Dampak dari formalisasi pendidikan pesantren ini juga berpengaruh pada hubungan santri-kiai. Dulu, kalau santri datang ke pesantren, pasti ia diserahkan sepenuhnya oleh orang tuanya kepada sang kiai. ”Sekarang santri datang ke pesantren itu bukan ke kiai lagi, tapi ke bagian tata usaha. Jadi, kalau urusan bagian tata usaha sudah selesai, bisa datang sowan ke kiai bisa tidak. Kiai sudah tidak pegang otoritas apa-apa di situ,” kata Masdar.
Meski demikian, masih banyak pesantren yang mencoba mandiri dengan cara masing-masing, bahkan mampu memberdayakan masyarakat sekitarnya. Untuk memotret kepeloporan pesantren itulah Tempo menurunkan laporan sejumlah pesantren di Tanah Air. Sebagian besar merupakan masukan dari Departemen Agama dan sebagian lagi muncul dalam diskusi redaksi.
----------
### TUGAS DIKERJAKAN
a – Jawablah pertanyaan berikut berdasarkan teks bacaan tentang pesantren.
(i) Dulu, kepada siapa santri diserahkan sepenuhnya oleh orang tuanya ketika datang ke pesantren?
(ii) Sekarang, ke bagian mana santri datang ketika masuk pesantren?
(iii) Dari lembaga mana sebagian besar masukan tentang pesantren yang dilaporkan Tempo berasal?
b – Menurut teks bacaan tentang pesantren, mengapa Tempo menurunkan laporan tentang sejumlah pesantren di Tanah Air? Jelaskan dalam satu sampai tiga kalimat.
c – Lanjutkan teks bacaan tentang pesantren, mulai setelah kalimat terakhirnya.
----------
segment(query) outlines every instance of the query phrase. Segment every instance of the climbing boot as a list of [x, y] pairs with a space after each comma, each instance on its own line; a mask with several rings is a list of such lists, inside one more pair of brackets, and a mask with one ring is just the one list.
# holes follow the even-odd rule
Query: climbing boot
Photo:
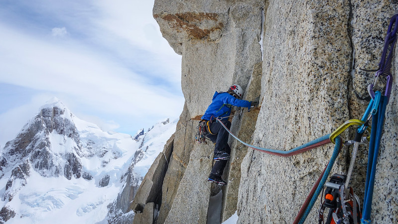
[[225, 151], [216, 151], [214, 152], [214, 161], [228, 160], [230, 159], [230, 154]]
[[223, 180], [223, 179], [221, 178], [221, 177], [213, 174], [210, 174], [210, 175], [209, 176], [209, 179], [207, 179], [207, 181], [209, 182], [215, 183], [220, 186], [224, 186], [227, 184], [227, 182]]

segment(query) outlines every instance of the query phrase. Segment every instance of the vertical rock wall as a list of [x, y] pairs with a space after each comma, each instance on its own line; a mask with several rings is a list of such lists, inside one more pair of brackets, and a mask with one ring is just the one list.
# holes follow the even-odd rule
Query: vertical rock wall
[[[246, 90], [247, 100], [261, 95], [259, 110], [235, 116], [231, 127], [261, 147], [288, 150], [330, 134], [348, 119], [361, 118], [374, 75], [359, 68], [377, 68], [397, 4], [376, 0], [155, 0], [154, 17], [182, 55], [185, 98], [157, 223], [206, 222], [212, 184], [206, 180], [213, 148], [195, 143], [194, 138], [197, 119], [214, 91], [238, 83]], [[375, 223], [398, 222], [397, 78], [394, 82], [376, 175]], [[342, 137], [353, 137], [353, 130]], [[291, 223], [333, 149], [330, 144], [282, 158], [248, 149], [232, 138], [229, 143], [233, 150], [223, 177], [228, 184], [222, 188], [220, 216], [224, 221], [237, 210], [239, 223]], [[342, 149], [332, 173], [347, 172], [351, 150]], [[353, 176], [361, 201], [367, 150], [360, 147]], [[316, 210], [308, 223], [317, 222]]]

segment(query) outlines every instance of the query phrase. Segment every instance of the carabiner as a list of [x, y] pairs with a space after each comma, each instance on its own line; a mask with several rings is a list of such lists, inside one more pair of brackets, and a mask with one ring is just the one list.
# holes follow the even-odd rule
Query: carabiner
[[[359, 120], [358, 119], [351, 119], [351, 120], [348, 120], [347, 121], [345, 122], [344, 123], [342, 124], [340, 127], [339, 127], [337, 129], [335, 130], [334, 131], [332, 132], [330, 134], [330, 136], [329, 137], [329, 139], [330, 139], [330, 141], [332, 142], [333, 144], [335, 144], [335, 139], [340, 134], [341, 134], [343, 131], [344, 131], [347, 128], [348, 128], [350, 126], [356, 125], [358, 126], [361, 126], [362, 124], [365, 123], [365, 121]], [[370, 140], [370, 133], [371, 131], [372, 130], [372, 127], [370, 126], [368, 126], [366, 129], [368, 130], [368, 132], [369, 132], [369, 135], [366, 138], [368, 139], [368, 141]]]

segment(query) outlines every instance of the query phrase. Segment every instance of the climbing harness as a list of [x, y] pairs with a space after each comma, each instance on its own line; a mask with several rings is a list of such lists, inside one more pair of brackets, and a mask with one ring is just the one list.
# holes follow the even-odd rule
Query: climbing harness
[[201, 120], [199, 122], [198, 126], [196, 126], [198, 130], [196, 132], [195, 138], [196, 141], [199, 143], [207, 144], [206, 135], [211, 133], [209, 127], [209, 122], [210, 121], [210, 120]]
[[[334, 149], [330, 160], [311, 189], [296, 217], [293, 224], [304, 223], [318, 197], [321, 194], [321, 191], [323, 192], [324, 188], [326, 188], [324, 196], [323, 193], [322, 193], [324, 201], [322, 202], [321, 200], [321, 207], [318, 213], [318, 222], [320, 224], [324, 223], [324, 214], [326, 208], [329, 209], [326, 223], [327, 224], [358, 224], [360, 220], [362, 224], [370, 223], [372, 201], [379, 149], [383, 133], [386, 108], [390, 99], [392, 87], [393, 77], [391, 70], [393, 52], [397, 42], [397, 32], [398, 31], [397, 22], [398, 22], [398, 13], [396, 13], [390, 20], [390, 24], [385, 41], [385, 46], [382, 54], [382, 59], [379, 64], [379, 69], [376, 71], [372, 83], [368, 86], [368, 91], [372, 99], [361, 119], [349, 120], [330, 134], [317, 138], [289, 150], [285, 151], [262, 148], [247, 143], [231, 132], [221, 121], [221, 119], [225, 117], [215, 118], [215, 120], [220, 122], [230, 134], [238, 141], [253, 149], [272, 155], [283, 157], [290, 156], [328, 143], [335, 144]], [[393, 27], [394, 29], [393, 29]], [[388, 54], [387, 54], [388, 51]], [[384, 94], [382, 94], [381, 91], [375, 91], [378, 80], [380, 79], [381, 76], [386, 79]], [[228, 117], [234, 115], [231, 115]], [[372, 126], [369, 125], [371, 119]], [[206, 123], [203, 120], [199, 122], [198, 126], [198, 131], [196, 134], [197, 141], [199, 143], [206, 141], [205, 135], [208, 133], [206, 129], [206, 124], [208, 127], [208, 122]], [[346, 145], [353, 145], [352, 155], [347, 175], [335, 174], [331, 177], [329, 181], [326, 183], [343, 144], [340, 135], [348, 127], [354, 125], [358, 126], [354, 139], [344, 143]], [[367, 130], [369, 134], [367, 136], [364, 136], [365, 131]], [[369, 142], [368, 162], [363, 210], [361, 213], [359, 198], [354, 194], [353, 190], [350, 186], [350, 181], [358, 147], [360, 144], [368, 142]]]

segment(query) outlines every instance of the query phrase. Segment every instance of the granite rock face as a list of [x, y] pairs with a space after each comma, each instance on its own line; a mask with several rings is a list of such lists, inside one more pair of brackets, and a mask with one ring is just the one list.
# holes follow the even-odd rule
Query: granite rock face
[[[288, 150], [330, 134], [346, 120], [360, 119], [374, 74], [360, 69], [377, 68], [397, 4], [155, 0], [154, 17], [163, 36], [182, 55], [185, 98], [156, 223], [206, 222], [215, 189], [206, 181], [213, 147], [194, 139], [198, 119], [215, 91], [237, 83], [246, 90], [244, 99], [260, 96], [261, 107], [237, 112], [231, 130], [245, 142], [265, 148]], [[393, 74], [397, 64], [396, 57]], [[375, 223], [398, 222], [398, 81], [394, 78], [377, 167], [372, 217]], [[341, 137], [353, 138], [354, 131], [347, 129]], [[333, 148], [330, 144], [279, 157], [248, 149], [231, 137], [229, 142], [232, 152], [223, 176], [228, 184], [222, 188], [220, 216], [225, 221], [237, 211], [238, 223], [292, 223]], [[360, 147], [352, 180], [361, 201], [368, 148]], [[347, 172], [351, 150], [351, 146], [343, 147], [332, 173]], [[308, 216], [309, 223], [317, 222], [316, 210]]]

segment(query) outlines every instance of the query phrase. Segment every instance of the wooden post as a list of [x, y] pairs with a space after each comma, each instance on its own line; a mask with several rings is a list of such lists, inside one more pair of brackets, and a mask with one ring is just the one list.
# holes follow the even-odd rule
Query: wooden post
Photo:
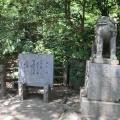
[[49, 102], [50, 100], [50, 93], [51, 93], [51, 88], [49, 85], [44, 86], [44, 95], [43, 95], [43, 101], [44, 102]]
[[0, 65], [0, 87], [1, 87], [1, 96], [6, 95], [6, 71], [5, 65]]
[[64, 69], [64, 79], [63, 79], [63, 85], [67, 86], [67, 80], [68, 80], [68, 62], [65, 63], [65, 69]]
----------
### JAWABAN LATIHAN
a –
(i) Kepada sang kiai.
(ii) Ke bagian tata usaha.
(iii) Dari Departemen Agama.

b – Tempo menurunkan laporan itu untuk memotret kepeloporan pesantren. Pesantren yang dimaksud adalah pesantren yang mencoba mandiri dengan cara masing-masing, bahkan mampu memberdayakan masyarakat sekitarnya.

c –
Ada delapan pesantren yang diangkat kali ini, yakni Pesantren Sidogiri di Pasuruan, Pesantren Al-Ashriyyah Nurul Iman di Parung, Pesantren Al-Amin di Tasikmalaya, Pesantren As-Salafiyyah di Mlangi, Yogyakarta, Pesantren Qamarul Huda di Lombok, Pesantren Darul Arafah dan Pesantren Ar-Raudhatul Hasanah di Sumatera Utara, serta Pesantren Salafiyah Safi’iyah di Gorontalo.
Lembaga-lembaga itu mencerminkan wajah lain pondok pesantren. Pesantren Sidogiri, misalnya, memelopori wirausaha melalui koperasi di pesantren, yang ternyata juga mendorong perekonomian masyarakat setempat. Kini mereka telah memiliki sedikitnya sepuluh unit usaha, dari toko buku hingga studio foto. Sayap usaha lain adalah produksi air minum kemasan bermerek Santri, penerbitan kitab, dan busana muslim.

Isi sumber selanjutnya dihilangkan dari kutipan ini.